*What you have to do*
The full set of records needs to be retyped exactly.
** Opening Given data block **
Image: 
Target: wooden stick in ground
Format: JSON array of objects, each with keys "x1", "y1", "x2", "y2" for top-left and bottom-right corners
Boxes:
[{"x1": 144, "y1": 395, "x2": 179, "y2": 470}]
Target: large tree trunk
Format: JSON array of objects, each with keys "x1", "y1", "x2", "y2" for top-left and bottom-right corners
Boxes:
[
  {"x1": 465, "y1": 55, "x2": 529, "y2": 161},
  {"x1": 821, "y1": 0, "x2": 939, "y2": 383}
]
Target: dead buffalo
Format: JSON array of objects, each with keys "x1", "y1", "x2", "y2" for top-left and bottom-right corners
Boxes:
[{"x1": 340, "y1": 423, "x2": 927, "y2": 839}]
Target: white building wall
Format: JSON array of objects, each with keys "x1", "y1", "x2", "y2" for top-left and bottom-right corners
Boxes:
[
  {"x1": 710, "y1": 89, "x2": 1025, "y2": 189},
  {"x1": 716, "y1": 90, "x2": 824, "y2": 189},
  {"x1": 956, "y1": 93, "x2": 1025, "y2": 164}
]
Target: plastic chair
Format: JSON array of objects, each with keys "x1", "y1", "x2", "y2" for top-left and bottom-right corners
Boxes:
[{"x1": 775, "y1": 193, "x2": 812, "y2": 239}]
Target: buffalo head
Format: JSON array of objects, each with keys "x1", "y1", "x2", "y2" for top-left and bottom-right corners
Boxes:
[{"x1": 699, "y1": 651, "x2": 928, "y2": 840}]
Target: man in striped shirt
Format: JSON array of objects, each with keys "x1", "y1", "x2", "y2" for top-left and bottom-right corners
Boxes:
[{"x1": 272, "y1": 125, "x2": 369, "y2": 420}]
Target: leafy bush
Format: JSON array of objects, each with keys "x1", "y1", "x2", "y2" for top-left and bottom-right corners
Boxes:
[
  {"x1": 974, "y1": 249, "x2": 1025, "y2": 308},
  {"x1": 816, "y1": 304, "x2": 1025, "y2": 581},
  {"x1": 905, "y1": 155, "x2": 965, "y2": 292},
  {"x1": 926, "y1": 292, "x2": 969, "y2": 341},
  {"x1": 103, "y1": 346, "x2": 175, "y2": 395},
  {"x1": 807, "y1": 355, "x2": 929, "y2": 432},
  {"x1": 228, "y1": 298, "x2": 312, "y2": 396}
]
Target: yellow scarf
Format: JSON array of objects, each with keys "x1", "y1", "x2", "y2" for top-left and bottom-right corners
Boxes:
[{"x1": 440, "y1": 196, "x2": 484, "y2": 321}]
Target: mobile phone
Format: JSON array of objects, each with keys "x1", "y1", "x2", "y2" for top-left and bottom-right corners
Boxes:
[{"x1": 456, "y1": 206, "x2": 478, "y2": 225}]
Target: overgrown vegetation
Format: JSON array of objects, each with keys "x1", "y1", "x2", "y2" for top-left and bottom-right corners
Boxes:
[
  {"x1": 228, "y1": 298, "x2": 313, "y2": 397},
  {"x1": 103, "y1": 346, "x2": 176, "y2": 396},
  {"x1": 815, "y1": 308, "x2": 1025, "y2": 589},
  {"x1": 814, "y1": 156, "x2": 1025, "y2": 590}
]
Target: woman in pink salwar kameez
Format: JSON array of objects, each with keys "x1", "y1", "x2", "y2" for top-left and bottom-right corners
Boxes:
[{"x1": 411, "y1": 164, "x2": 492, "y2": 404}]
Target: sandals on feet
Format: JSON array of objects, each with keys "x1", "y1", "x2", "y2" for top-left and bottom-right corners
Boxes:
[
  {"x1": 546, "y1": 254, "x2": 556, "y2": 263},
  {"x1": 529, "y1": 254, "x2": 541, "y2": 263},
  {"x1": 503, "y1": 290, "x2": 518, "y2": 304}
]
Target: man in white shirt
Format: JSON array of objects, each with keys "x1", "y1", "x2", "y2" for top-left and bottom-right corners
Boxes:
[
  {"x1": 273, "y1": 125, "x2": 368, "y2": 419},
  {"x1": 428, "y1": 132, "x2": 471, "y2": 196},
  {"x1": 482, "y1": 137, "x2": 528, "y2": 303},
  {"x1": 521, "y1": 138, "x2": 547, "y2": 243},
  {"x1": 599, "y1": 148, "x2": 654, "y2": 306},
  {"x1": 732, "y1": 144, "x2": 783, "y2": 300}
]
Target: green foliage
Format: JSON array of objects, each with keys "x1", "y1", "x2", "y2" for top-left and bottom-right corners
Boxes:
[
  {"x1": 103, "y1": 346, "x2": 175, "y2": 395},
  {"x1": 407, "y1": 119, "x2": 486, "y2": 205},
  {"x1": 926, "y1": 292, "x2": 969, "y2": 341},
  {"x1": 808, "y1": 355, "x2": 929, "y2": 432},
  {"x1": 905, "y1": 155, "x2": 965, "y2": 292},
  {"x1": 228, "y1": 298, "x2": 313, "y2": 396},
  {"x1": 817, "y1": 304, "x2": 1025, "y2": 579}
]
** Closing Given data block **
*Result below*
Image: 
Target: wooden stick in ground
Format: JSON array of objects, each with keys "x1", "y1", "x2", "y2" for top-left and bottom-right corners
Boxes:
[{"x1": 144, "y1": 395, "x2": 179, "y2": 470}]
Target: large tree trunk
Format: JSON array of objects, each with keys "x1", "y1", "x2", "y2" for top-left and bottom-right corners
Boxes:
[
  {"x1": 465, "y1": 55, "x2": 529, "y2": 161},
  {"x1": 821, "y1": 0, "x2": 939, "y2": 383}
]
Target: dead buffalo
Format: JSON array of objects, each with keys "x1", "y1", "x2", "y2" for top-left and bottom-right corners
Boxes:
[{"x1": 340, "y1": 423, "x2": 927, "y2": 839}]
Target: white building wall
Format: JSON array of objects, each with keys "x1", "y1", "x2", "y2" for top-left and bottom-right corners
Boxes:
[
  {"x1": 710, "y1": 89, "x2": 1025, "y2": 189},
  {"x1": 716, "y1": 90, "x2": 824, "y2": 189},
  {"x1": 956, "y1": 93, "x2": 1025, "y2": 164}
]
Target: plastic chair
Format: JSON array of objects, each with keys "x1", "y1", "x2", "y2" for top-left and bottom-right corners
Boxes:
[{"x1": 775, "y1": 193, "x2": 812, "y2": 239}]
Target: buffalo head
Format: JSON array of objects, each with keys "x1", "y1", "x2", "y2" for top-left and bottom-right corners
Boxes:
[{"x1": 699, "y1": 651, "x2": 928, "y2": 840}]
Target: man in striped shirt
Format: JSON array of objects, each with keys "x1", "y1", "x2", "y2" for top-left and bottom-right corners
Boxes:
[{"x1": 272, "y1": 125, "x2": 369, "y2": 420}]
Target: leafy bush
Format: JSON array of objects, each with keys "x1", "y1", "x2", "y2" for top-left and bottom-right corners
Boxes:
[
  {"x1": 974, "y1": 249, "x2": 1025, "y2": 308},
  {"x1": 816, "y1": 304, "x2": 1025, "y2": 581},
  {"x1": 905, "y1": 155, "x2": 965, "y2": 292},
  {"x1": 926, "y1": 292, "x2": 969, "y2": 341},
  {"x1": 103, "y1": 346, "x2": 175, "y2": 395},
  {"x1": 807, "y1": 355, "x2": 929, "y2": 432},
  {"x1": 228, "y1": 298, "x2": 312, "y2": 396}
]
Target: yellow scarf
Format: JSON array of objects, each with keys "x1", "y1", "x2", "y2" for top-left and bottom-right corners
Boxes:
[{"x1": 440, "y1": 196, "x2": 484, "y2": 321}]
Target: mobile phone
Format: JSON array of objects, each with keys "x1", "y1", "x2", "y2" for top-left and bottom-right corners
Boxes:
[{"x1": 456, "y1": 206, "x2": 478, "y2": 225}]
Target: overgrown vegetation
Format: JSON array of objects, each with keys "x1", "y1", "x2", "y2" for top-left and bottom-right corners
Boxes:
[
  {"x1": 228, "y1": 298, "x2": 313, "y2": 397},
  {"x1": 103, "y1": 346, "x2": 176, "y2": 396},
  {"x1": 815, "y1": 308, "x2": 1025, "y2": 589},
  {"x1": 814, "y1": 156, "x2": 1025, "y2": 590}
]
Target: woman in pink salwar kameez
Format: JSON array of objects, each with keys "x1", "y1", "x2", "y2" for top-left and bottom-right corners
Boxes:
[{"x1": 411, "y1": 164, "x2": 492, "y2": 404}]
Target: sandals on feet
Format: JSON array of objects, each with keys "x1", "y1", "x2", "y2" for top-left and bottom-right corners
Boxes:
[
  {"x1": 546, "y1": 254, "x2": 556, "y2": 263},
  {"x1": 529, "y1": 254, "x2": 541, "y2": 263},
  {"x1": 503, "y1": 290, "x2": 518, "y2": 304}
]
Target: man in white shirt
Format: JSON array of objects, each with keys "x1", "y1", "x2", "y2" for top-left and bottom-right corners
Boxes:
[
  {"x1": 273, "y1": 125, "x2": 368, "y2": 419},
  {"x1": 428, "y1": 132, "x2": 471, "y2": 196},
  {"x1": 482, "y1": 137, "x2": 528, "y2": 303},
  {"x1": 521, "y1": 138, "x2": 547, "y2": 243},
  {"x1": 599, "y1": 148, "x2": 654, "y2": 306},
  {"x1": 732, "y1": 144, "x2": 783, "y2": 300}
]
Target: green foliage
Format: JSON array of objects, each with keys "x1", "y1", "x2", "y2" for top-left and bottom-right corners
Boxes:
[
  {"x1": 103, "y1": 346, "x2": 175, "y2": 395},
  {"x1": 407, "y1": 119, "x2": 486, "y2": 205},
  {"x1": 926, "y1": 292, "x2": 969, "y2": 341},
  {"x1": 808, "y1": 355, "x2": 929, "y2": 432},
  {"x1": 905, "y1": 155, "x2": 965, "y2": 292},
  {"x1": 228, "y1": 298, "x2": 313, "y2": 396},
  {"x1": 817, "y1": 304, "x2": 1025, "y2": 579}
]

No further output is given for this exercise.